## Task data
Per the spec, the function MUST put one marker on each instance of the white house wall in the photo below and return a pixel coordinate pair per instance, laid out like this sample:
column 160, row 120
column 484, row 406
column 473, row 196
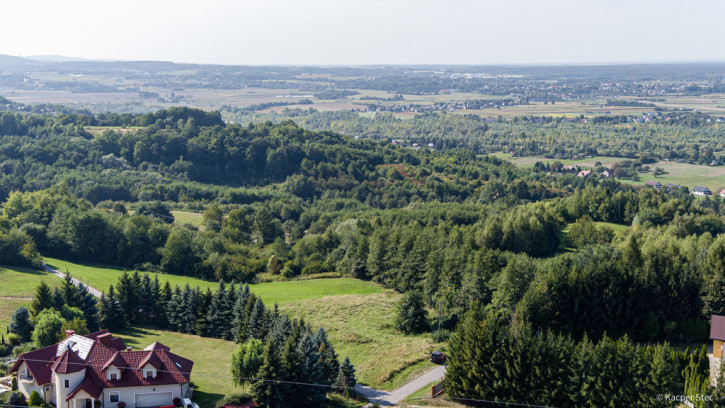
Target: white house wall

## The task
Render the lines above as a Markdown table with the columns "No." and "Line", numbering each row and leaving out any blank lines and the picture.

## Completed task
| No. | Line |
|---|---|
| 1 | Per the spec, the function MUST put one marker on each instance of the white house wall in the photo below and return a pixel coordinate pair per instance, laid out like this sample: |
| 2 | column 160, row 120 |
| 3 | column 484, row 406 |
| 4 | column 473, row 196 |
| 5 | Target: white house wall |